TEKS SUMBER:
Apakah harus semua ibadah butuh untuk diketahui hikmah, manfaat, atau keuntungannya sehingga dapat dipahami oleh akal kita?
Seperti salah satu hikmah bagi orang yang berpuasa adalah untuk menjaga kesehatan tubuh. Karena ada penelitian bahwa salat tahajud dapat meningkatkan kesehatan, baik fisik maupun mental seseorang. Kemudian ada penelitian lagi tentang berbagai manfaat dalam gerakan-gerakan salat, dan lain sebagainya. Belakangan ini banyak kita dengar berita tentang klaim sebagian pihak yang telah menemukan manfaat ibadah-ibadah agama Islam bagi kesehatan, dan lain-lain.
Lalu terlontar sebuah pertanyaan lagi. Apakah penting bagi kita mencari alasan, manfaat, atau hikmah untuk seluruh ibadah yang akan kita kerjakan sehingga dapat dipahami oleh akal-akal kita?
Untuk menjawab pertanyaan-pertanyaan tersebut, perlu kita ketahui terlebih dahulu bahwa Allah Ta’ala yang telah menciptakan syariat agama Islam ini tentu penuh akan hikmah dan kebijaksanaan dalam menetapkan sebuah ibadah untuk makhluknya. Tidak mungkin bagi Allah Ta’ala mensyariatkan sesuatu yang tidak ada maksud atau tujuannya. Hal tersebut karena konsekuensi dari nama dan sifat Allah yang mulia, yakni Al-Hakim (Allah yang Mahabijaksana).
Allah Ta’ala berfirman,
قَالُوْا سُبْحٰنَكَ لَا عِلْمَ لَنَآ اِلَّا مَا عَلَّمْتَنَا ۗاِنَّكَ اَنْتَ الْعَلِيْمُ الْحَكِيْمُ
“Mereka menjawab (para malaikat), ‘Mahasuci Engkau, tidak ada yang kami ketahu selain apa yang telah Engkau ajarkan kepada kami. Sungguh, Engkaulah Yang Maha Mengetahui, Mahabijaksana” (QS. Al Baqarah: 32).

TUGAS A:
Kalimat pertama teks tentang hikmah ibadah menanyakan tiga hal tentang ibadah. Sebutkan ketiganya.
TUGAS B:
Tuliskan ulang bagian teks tentang hikmah ibadah mulai dari "Seperti salah satu" sampai "kesehatan, dan lain-lain." tanpa mengubah satu kata pun.
Data di bawah ini adalah bahan terpisah dari teks.

KUTIPAN DATA:

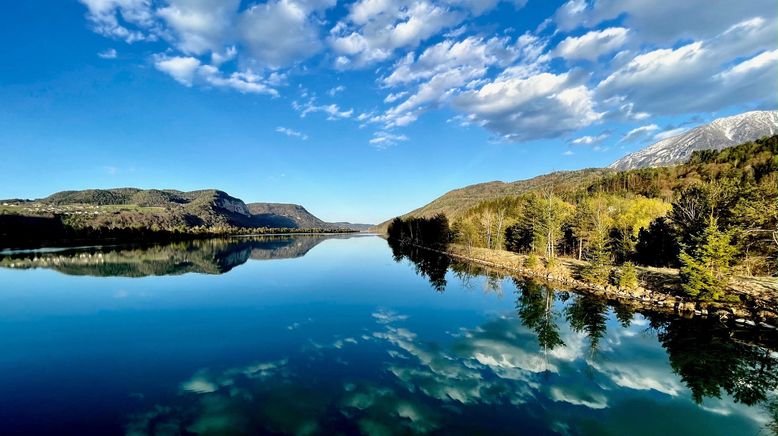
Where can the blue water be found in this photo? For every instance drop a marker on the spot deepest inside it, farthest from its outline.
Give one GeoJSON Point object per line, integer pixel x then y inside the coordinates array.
{"type": "Point", "coordinates": [313, 334]}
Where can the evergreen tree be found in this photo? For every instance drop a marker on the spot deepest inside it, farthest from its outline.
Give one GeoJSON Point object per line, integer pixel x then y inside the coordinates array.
{"type": "Point", "coordinates": [705, 272]}
{"type": "Point", "coordinates": [597, 270]}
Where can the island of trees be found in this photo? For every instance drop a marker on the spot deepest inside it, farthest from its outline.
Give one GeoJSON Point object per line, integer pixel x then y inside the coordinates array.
{"type": "Point", "coordinates": [713, 217]}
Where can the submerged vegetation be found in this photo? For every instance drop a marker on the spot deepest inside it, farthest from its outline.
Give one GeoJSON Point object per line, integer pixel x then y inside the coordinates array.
{"type": "Point", "coordinates": [715, 216]}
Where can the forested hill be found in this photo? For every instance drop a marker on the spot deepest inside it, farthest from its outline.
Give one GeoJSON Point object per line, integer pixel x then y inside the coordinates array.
{"type": "Point", "coordinates": [164, 209]}
{"type": "Point", "coordinates": [286, 215]}
{"type": "Point", "coordinates": [455, 203]}
{"type": "Point", "coordinates": [714, 215]}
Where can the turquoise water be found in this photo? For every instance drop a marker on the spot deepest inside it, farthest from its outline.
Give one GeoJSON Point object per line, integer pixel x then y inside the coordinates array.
{"type": "Point", "coordinates": [322, 334]}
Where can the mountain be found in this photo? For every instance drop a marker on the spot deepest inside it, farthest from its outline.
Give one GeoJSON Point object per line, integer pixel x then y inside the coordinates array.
{"type": "Point", "coordinates": [280, 215]}
{"type": "Point", "coordinates": [719, 134]}
{"type": "Point", "coordinates": [455, 203]}
{"type": "Point", "coordinates": [167, 209]}
{"type": "Point", "coordinates": [204, 256]}
{"type": "Point", "coordinates": [353, 226]}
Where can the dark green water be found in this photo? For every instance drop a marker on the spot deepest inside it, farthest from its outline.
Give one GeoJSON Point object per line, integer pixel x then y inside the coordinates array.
{"type": "Point", "coordinates": [322, 334]}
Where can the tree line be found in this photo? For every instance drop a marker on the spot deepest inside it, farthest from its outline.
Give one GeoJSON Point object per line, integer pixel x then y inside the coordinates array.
{"type": "Point", "coordinates": [715, 215]}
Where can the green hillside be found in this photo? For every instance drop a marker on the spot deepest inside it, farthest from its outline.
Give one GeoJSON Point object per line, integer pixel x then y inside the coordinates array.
{"type": "Point", "coordinates": [455, 203]}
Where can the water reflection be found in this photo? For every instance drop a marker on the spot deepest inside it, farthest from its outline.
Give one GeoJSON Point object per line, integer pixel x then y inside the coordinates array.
{"type": "Point", "coordinates": [206, 256]}
{"type": "Point", "coordinates": [562, 363]}
{"type": "Point", "coordinates": [711, 360]}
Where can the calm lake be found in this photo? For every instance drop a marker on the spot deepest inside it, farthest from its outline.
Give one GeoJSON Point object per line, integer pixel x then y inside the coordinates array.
{"type": "Point", "coordinates": [343, 334]}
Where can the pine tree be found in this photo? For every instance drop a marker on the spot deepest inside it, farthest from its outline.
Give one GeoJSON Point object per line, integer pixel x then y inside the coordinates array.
{"type": "Point", "coordinates": [598, 269]}
{"type": "Point", "coordinates": [705, 272]}
{"type": "Point", "coordinates": [628, 276]}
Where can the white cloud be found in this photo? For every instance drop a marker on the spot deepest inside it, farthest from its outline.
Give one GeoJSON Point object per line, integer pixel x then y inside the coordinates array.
{"type": "Point", "coordinates": [108, 54]}
{"type": "Point", "coordinates": [384, 139]}
{"type": "Point", "coordinates": [103, 15]}
{"type": "Point", "coordinates": [279, 33]}
{"type": "Point", "coordinates": [669, 133]}
{"type": "Point", "coordinates": [593, 44]}
{"type": "Point", "coordinates": [187, 70]}
{"type": "Point", "coordinates": [200, 26]}
{"type": "Point", "coordinates": [291, 132]}
{"type": "Point", "coordinates": [333, 111]}
{"type": "Point", "coordinates": [336, 90]}
{"type": "Point", "coordinates": [181, 68]}
{"type": "Point", "coordinates": [374, 29]}
{"type": "Point", "coordinates": [590, 140]}
{"type": "Point", "coordinates": [545, 105]}
{"type": "Point", "coordinates": [664, 22]}
{"type": "Point", "coordinates": [728, 69]}
{"type": "Point", "coordinates": [639, 133]}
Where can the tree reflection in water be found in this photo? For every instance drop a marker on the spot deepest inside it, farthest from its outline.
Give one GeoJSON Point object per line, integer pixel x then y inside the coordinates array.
{"type": "Point", "coordinates": [709, 357]}
{"type": "Point", "coordinates": [429, 264]}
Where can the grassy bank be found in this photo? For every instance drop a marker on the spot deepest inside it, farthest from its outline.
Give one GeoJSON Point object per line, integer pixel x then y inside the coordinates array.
{"type": "Point", "coordinates": [752, 299]}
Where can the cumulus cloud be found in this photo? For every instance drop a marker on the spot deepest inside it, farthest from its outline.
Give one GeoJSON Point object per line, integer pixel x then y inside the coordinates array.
{"type": "Point", "coordinates": [669, 133]}
{"type": "Point", "coordinates": [200, 26]}
{"type": "Point", "coordinates": [663, 22]}
{"type": "Point", "coordinates": [188, 70]}
{"type": "Point", "coordinates": [281, 32]}
{"type": "Point", "coordinates": [383, 139]}
{"type": "Point", "coordinates": [104, 18]}
{"type": "Point", "coordinates": [447, 69]}
{"type": "Point", "coordinates": [590, 140]}
{"type": "Point", "coordinates": [291, 132]}
{"type": "Point", "coordinates": [333, 111]}
{"type": "Point", "coordinates": [336, 90]}
{"type": "Point", "coordinates": [108, 54]}
{"type": "Point", "coordinates": [181, 68]}
{"type": "Point", "coordinates": [593, 44]}
{"type": "Point", "coordinates": [670, 58]}
{"type": "Point", "coordinates": [545, 105]}
{"type": "Point", "coordinates": [695, 77]}
{"type": "Point", "coordinates": [639, 133]}
{"type": "Point", "coordinates": [374, 29]}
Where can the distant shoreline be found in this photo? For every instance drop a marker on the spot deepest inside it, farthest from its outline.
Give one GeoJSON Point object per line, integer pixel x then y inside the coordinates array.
{"type": "Point", "coordinates": [31, 232]}
{"type": "Point", "coordinates": [657, 294]}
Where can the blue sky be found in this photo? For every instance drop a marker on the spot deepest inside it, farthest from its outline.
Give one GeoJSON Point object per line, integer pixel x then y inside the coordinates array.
{"type": "Point", "coordinates": [361, 110]}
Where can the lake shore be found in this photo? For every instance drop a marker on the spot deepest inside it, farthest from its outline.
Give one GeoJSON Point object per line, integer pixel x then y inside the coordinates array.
{"type": "Point", "coordinates": [658, 290]}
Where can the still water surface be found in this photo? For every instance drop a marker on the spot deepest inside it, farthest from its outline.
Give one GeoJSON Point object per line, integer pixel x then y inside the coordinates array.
{"type": "Point", "coordinates": [343, 334]}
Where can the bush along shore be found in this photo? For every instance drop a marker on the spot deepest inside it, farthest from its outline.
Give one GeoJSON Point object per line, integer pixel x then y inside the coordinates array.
{"type": "Point", "coordinates": [745, 300]}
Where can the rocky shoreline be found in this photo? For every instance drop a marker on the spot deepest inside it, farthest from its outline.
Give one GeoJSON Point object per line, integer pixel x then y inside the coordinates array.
{"type": "Point", "coordinates": [747, 311]}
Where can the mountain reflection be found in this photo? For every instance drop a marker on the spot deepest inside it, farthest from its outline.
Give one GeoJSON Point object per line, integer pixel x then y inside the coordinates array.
{"type": "Point", "coordinates": [205, 256]}
{"type": "Point", "coordinates": [710, 359]}
{"type": "Point", "coordinates": [560, 354]}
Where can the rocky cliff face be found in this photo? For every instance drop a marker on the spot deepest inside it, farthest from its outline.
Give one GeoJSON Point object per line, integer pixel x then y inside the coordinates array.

JAWABAN A:
hikmah, manfaat, keuntungan

JAWABAN B:
Seperti salah satu hikmah bagi orang yang berpuasa adalah untuk menjaga kesehatan tubuh. Karena ada penelitian bahwa salat tahajud dapat meningkatkan kesehatan, baik fisik maupun mental seseorang. Kemudian ada penelitian lagi tentang berbagai manfaat dalam gerakan-gerakan salat, dan lain sebagainya. Belakangan ini banyak kita dengar berita tentang klaim sebagian pihak yang telah menemukan manfaat ibadah-ibadah agama Islam bagi kesehatan, dan lain-lain.